*Exercise aim*
Copy out the material below verbatim, from the line with "locate the dead" up to and including the line with "xmin=420 ymin=150 xmax=476 ymax=228", and leave out everything else.

*Given data*
== == ==
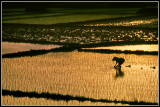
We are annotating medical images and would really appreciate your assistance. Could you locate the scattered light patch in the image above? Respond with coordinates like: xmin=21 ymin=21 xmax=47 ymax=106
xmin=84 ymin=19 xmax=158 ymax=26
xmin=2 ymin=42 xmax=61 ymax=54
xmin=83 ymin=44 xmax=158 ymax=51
== == ==
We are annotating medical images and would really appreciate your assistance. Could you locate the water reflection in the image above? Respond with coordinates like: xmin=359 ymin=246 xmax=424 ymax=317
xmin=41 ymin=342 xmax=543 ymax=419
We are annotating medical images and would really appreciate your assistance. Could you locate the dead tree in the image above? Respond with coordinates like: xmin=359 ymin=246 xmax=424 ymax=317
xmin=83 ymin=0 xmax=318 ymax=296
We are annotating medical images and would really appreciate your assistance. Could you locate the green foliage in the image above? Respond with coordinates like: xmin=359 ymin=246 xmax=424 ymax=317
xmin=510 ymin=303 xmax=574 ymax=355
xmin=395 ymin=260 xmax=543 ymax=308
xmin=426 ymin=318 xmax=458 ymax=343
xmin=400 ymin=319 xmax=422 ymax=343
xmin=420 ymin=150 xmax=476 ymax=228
== == ==
*Reply to the task*
We are annotating medical images and would really appreciate your assistance. Could you locate the dead tree in the image above? Respond with coordinates like: xmin=359 ymin=246 xmax=424 ymax=317
xmin=83 ymin=0 xmax=318 ymax=296
We are annotating medical images and would really appreciate your assistance. Could you locate the green foliage in the image above? Respond with coordinates like: xmin=359 ymin=246 xmax=424 ymax=317
xmin=510 ymin=303 xmax=574 ymax=355
xmin=395 ymin=260 xmax=543 ymax=308
xmin=426 ymin=318 xmax=458 ymax=343
xmin=400 ymin=319 xmax=422 ymax=343
xmin=420 ymin=150 xmax=476 ymax=228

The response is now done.